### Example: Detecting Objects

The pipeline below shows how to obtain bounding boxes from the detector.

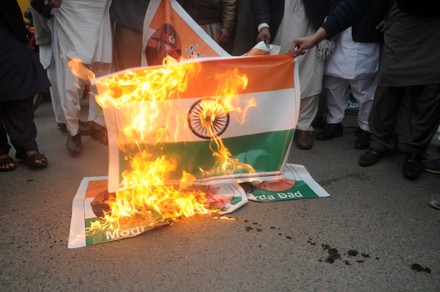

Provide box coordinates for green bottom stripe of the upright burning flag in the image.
[119,129,294,180]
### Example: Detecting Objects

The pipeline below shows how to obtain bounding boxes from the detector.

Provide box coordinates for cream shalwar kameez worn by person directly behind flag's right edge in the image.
[274,0,324,131]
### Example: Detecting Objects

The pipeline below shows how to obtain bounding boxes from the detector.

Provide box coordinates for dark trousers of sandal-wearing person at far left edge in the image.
[0,97,38,154]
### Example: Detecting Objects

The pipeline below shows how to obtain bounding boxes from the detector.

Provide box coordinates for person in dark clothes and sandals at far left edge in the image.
[0,0,54,172]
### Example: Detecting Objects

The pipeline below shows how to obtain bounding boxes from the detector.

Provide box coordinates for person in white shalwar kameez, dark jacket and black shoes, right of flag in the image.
[316,0,392,149]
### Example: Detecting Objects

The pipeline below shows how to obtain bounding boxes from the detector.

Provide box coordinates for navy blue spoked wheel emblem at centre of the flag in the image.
[187,98,230,139]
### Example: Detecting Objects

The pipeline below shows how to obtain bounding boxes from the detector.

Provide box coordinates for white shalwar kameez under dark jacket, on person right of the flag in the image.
[324,27,380,132]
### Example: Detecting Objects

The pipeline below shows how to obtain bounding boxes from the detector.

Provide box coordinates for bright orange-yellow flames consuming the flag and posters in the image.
[70,58,256,232]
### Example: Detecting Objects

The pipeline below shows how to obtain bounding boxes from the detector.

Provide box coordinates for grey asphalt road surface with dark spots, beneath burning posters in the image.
[0,102,440,291]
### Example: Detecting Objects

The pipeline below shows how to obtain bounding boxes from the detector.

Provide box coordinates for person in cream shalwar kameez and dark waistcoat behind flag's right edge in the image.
[252,0,327,150]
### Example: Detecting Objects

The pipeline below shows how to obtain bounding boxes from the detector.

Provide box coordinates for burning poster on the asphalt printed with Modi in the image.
[68,176,248,248]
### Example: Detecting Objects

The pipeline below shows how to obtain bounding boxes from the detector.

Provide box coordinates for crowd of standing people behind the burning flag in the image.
[0,0,440,205]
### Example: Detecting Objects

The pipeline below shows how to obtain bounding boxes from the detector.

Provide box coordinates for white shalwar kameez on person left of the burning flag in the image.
[52,0,112,136]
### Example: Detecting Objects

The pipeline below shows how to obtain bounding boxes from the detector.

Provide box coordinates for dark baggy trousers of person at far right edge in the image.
[369,84,440,154]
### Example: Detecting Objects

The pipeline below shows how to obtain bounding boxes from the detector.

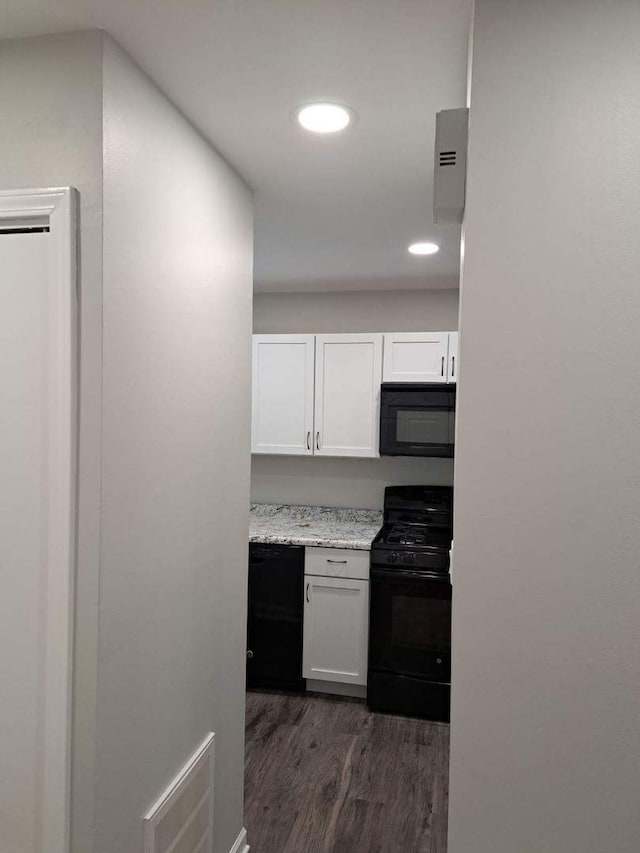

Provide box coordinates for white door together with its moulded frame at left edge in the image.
[0,191,74,853]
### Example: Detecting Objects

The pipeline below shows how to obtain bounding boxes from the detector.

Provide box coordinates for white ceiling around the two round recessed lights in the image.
[0,0,472,290]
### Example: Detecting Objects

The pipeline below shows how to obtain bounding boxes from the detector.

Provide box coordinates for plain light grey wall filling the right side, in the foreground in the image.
[449,0,640,853]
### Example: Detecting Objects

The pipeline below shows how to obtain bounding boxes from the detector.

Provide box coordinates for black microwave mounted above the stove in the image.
[380,382,456,458]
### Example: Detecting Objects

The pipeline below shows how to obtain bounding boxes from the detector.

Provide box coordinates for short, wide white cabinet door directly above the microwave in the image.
[383,332,449,382]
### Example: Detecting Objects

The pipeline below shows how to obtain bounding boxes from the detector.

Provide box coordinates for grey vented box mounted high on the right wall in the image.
[433,107,469,223]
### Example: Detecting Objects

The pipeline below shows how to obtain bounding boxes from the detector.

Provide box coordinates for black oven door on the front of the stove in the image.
[369,572,451,681]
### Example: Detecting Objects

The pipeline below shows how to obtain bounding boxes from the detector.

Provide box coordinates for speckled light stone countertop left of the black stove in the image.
[249,504,382,551]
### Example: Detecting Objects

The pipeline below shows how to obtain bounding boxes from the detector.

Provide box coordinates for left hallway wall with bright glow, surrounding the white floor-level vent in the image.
[95,38,252,853]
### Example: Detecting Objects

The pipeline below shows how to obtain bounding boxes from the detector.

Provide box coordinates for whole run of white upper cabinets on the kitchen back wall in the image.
[251,332,459,457]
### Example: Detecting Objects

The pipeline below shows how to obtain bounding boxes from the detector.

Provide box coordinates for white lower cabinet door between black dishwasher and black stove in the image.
[302,575,369,684]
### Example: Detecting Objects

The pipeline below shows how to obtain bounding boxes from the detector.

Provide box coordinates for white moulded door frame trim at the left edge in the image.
[0,187,77,853]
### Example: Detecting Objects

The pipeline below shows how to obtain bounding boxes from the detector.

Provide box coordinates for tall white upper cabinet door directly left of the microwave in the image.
[314,335,382,456]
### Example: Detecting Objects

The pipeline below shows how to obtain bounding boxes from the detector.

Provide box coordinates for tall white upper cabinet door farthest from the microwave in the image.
[251,335,315,456]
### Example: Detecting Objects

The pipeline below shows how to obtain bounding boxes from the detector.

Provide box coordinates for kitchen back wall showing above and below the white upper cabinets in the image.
[251,290,458,509]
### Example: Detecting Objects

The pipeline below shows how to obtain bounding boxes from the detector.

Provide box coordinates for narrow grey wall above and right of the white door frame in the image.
[0,32,102,853]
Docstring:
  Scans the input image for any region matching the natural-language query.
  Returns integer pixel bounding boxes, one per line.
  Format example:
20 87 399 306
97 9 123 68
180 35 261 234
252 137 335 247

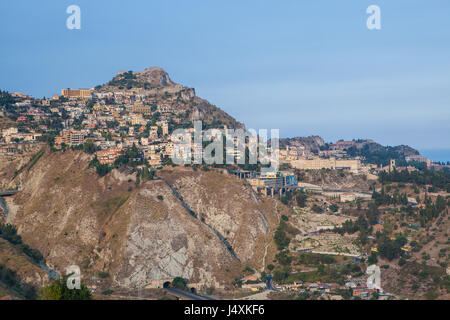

▶ _Task to carry out_: Print the material again word for word. Please drop every picture.

▶ _Answer to the problem_:
### Example: Detecting Objects

The pipeline below shows how to obtain bounding boxes from the detector.


Provide box coordinates for green bottom stripe of the upright burning flag in the image.
[119,129,294,180]
### Example: Detecting Objects

The pipeline below shows how to obtain bounding boxes from the detector.

Provide box coordinates for cream shalwar kameez worn by person directly behind flag's right edge in the image.
[274,0,324,131]
### Example: Detecting Objects

The pipeline below shows how to obtain bounding boxes from the detector.

Provide box coordinates for dark trousers of sandal-wearing person at far left edge in the image.
[0,97,38,154]
### Example: Detecting Objects

The pipeline below shows how to obtain bounding boxes from the detector.

Provide box coordinates for person in dark clothes and sandals at far left edge in the image.
[0,0,54,172]
### Example: Detecting Objects

The pipeline below shows how to obtain bounding boxes from the detector.

Provide box coordinates for person in white shalwar kameez, dark jacket and black shoes, right of flag in the image.
[316,0,392,149]
### Example: Detecting Objects

The pipeline below shows how to obtain bounding boxes from the detector.

Provide box coordinates for navy blue spoked wheel emblem at centre of the flag in the image.
[187,98,230,139]
### Example: Detecting Objects

The pipeline below shows how to obtain bounding boxes from the detector.

Provide box coordinates for white shalwar kameez under dark jacket, on person right of the flag in the image.
[324,27,380,132]
### Example: Detecting Objects

The pipeline below shows how to obtain bounding boxes from the detector.

Provide box coordinates for bright orange-yellow flames consuming the flag and posters in the image.
[70,58,256,232]
### Example: Detecting Objects

The pipeline below shows how to obtain bounding boxes from the detector.

Provide box coordinates for grey asphalt road surface with dark spots, beneath burning posters in the image.
[0,102,440,291]
### Example: Detecting Objects

The pipeline below shows how to obtain bounding boxes from the detector.

Provide box coordinates for person in cream shalwar kameez and dark waistcoat behind flag's right edge in the image.
[252,0,327,150]
### Example: Detecting Objects

The pipeline below shows how to obtain bounding boxes from the detector.

Provide box coordinates for burning poster on the asphalt printed with Modi in the image.
[68,176,248,248]
### Example: Detecting Objects

The pipeline below shows how to obtain bounding boxes from the detector.

Provide box coordinates for crowd of standing people behind the burning flag in the image.
[0,0,440,205]
### Example: Detecting Objects

The pipeline below shows how to obtain bounding boxes from the detector.

Provide box coordinates for white shalwar kameez on person left of the burning flag in the image.
[52,0,112,136]
### Example: Detecting Objects

The pipeline below shows how to obtain bounding boxes from the detector.

Provide box coordinates for dark baggy trousers of person at far right edge in the image.
[369,84,440,154]
### Example: Detecting Objects

The pipeline below shows how to obtain bounding boxes from the detector.


Provide box coordinates for white door together with its moulded frame at left edge in the image.
[0,191,74,853]
### Example: Detecting Objects

The pipeline below shows how to obtain bounding boxes from the detector.

Provide box coordinates for white ceiling around the two round recessed lights in the image.
[0,0,472,290]
### Example: Detecting Objects

The pipeline below shows how to obtain bounding boxes from the detector.

Provide box coordinates for plain light grey wall filling the right side, in the foreground in the image.
[449,0,640,853]
### Example: Detecting Objects

The pipeline below shows how to obtain bounding boxes from the detector.

Provide box coordinates for black microwave mounted above the stove in the image.
[380,382,456,458]
### Example: Detecting Objects

The pipeline below shows how to obtain bounding boxes from the detector.

Provide box coordinates for short, wide white cabinet door directly above the microwave in the image.
[383,332,449,382]
### Example: Detecting Objects

The pipeline below shows how to obtain bounding boxes from the detector.

Provide box coordinates for grey vented box mounted high on the right wall in the image.
[433,107,469,223]
### Example: Detecting Objects

The pipeline below shows how to obtain bounding boxes from the detector.

Provide box coordinates for black oven door on the front of the stove in the image.
[369,572,451,681]
### Example: Detecting Objects

The pipeline below shows how to obtain bounding boxes from the detector.

Provide box coordinates for speckled light stone countertop left of the black stove in the image.
[249,504,382,551]
### Example: Detecting Objects

The pipeline below shows how to obtain bounding boxes from the detector.

Provide box coordinates for left hallway wall with bright glow, surrounding the white floor-level vent in the image.
[95,38,252,853]
### Example: Detecting Objects

The pipeline below shows how to obtain bounding boxes from the detector.

Provide box coordinates for whole run of white upper cabinets on the kitchen back wall in the image.
[251,332,459,457]
### Example: Detecting Objects

The pipeline below shows how to obtain bounding boxes from the detector.

Provide box coordinates for white lower cabinet door between black dishwasher and black stove in the image.
[302,575,369,684]
### Example: Detecting Objects

The pipeline below shows how to obtain bounding boxes from the detector.

Provide box coordinates for white moulded door frame trim at the left edge in the image.
[0,187,77,853]
### Example: Detecting Objects

The pipeline below shows how to obtain bounding boxes from the detector.

Provide box coordinates for tall white upper cabinet door directly left of the microwave in the image.
[314,335,382,456]
### Example: Detecting Objects

The pipeline below shows how to obtain bounding boxes from the detector.

Provide box coordinates for tall white upper cabinet door farthest from the microwave in the image.
[251,335,315,456]
### Example: Detecting Objects

The pipeline below shows how to obtain bounding boxes from the detector.

Provide box coordinates for kitchen back wall showing above and below the white upper cabinets in the image.
[251,290,458,509]
### Example: Detecting Objects

The pipeline below shows how to obtain bounding boxes from the detector.

Provide box coordinates for narrow grey wall above and right of the white door frame in the image.
[0,32,102,853]
Docstring:
  Scans the input image for any region matching the natural-language query.
  Returns integer pixel bounding boxes, one per line.
  Format example:
20 87 399 306
97 9 123 68
180 35 261 234
252 137 335 247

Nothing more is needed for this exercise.